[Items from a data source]

++++++++

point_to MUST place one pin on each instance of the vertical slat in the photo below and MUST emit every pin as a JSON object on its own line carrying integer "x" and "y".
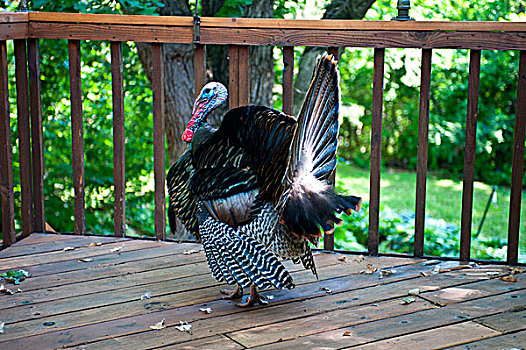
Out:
{"x": 22, "y": 102}
{"x": 469, "y": 155}
{"x": 158, "y": 140}
{"x": 233, "y": 76}
{"x": 6, "y": 165}
{"x": 117, "y": 83}
{"x": 36, "y": 134}
{"x": 376, "y": 151}
{"x": 200, "y": 68}
{"x": 77, "y": 135}
{"x": 517, "y": 165}
{"x": 288, "y": 79}
{"x": 421, "y": 168}
{"x": 244, "y": 75}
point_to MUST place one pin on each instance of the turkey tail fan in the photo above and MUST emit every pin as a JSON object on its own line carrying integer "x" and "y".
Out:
{"x": 309, "y": 203}
{"x": 235, "y": 257}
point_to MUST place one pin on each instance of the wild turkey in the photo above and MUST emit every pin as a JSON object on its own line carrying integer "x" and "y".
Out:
{"x": 259, "y": 186}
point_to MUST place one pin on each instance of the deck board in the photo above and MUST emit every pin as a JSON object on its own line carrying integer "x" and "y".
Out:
{"x": 97, "y": 304}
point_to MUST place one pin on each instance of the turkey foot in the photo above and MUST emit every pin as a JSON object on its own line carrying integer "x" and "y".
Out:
{"x": 254, "y": 297}
{"x": 233, "y": 294}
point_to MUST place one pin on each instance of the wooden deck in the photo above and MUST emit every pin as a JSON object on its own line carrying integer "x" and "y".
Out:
{"x": 89, "y": 297}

++++++++

→ What the task asks:
Can you copy out the data, starting with the line that contains "the turkey foot" and going on through the end of the data, shifting every x and y pin coordinate by -27 and leaving all other text unchanged?

→ Task output:
point_to MUST place one pin on each instance of the turkey foot in the photo above and MUST emit every pin as a JSON object on its own line carrying integer "x" and "y".
Out:
{"x": 227, "y": 270}
{"x": 206, "y": 267}
point_to MUST place one pin on each instance of the wooden deck in the photo above and MUST emit every pin as a JSON object on its own line carrying integer "x" and "y".
Out:
{"x": 62, "y": 270}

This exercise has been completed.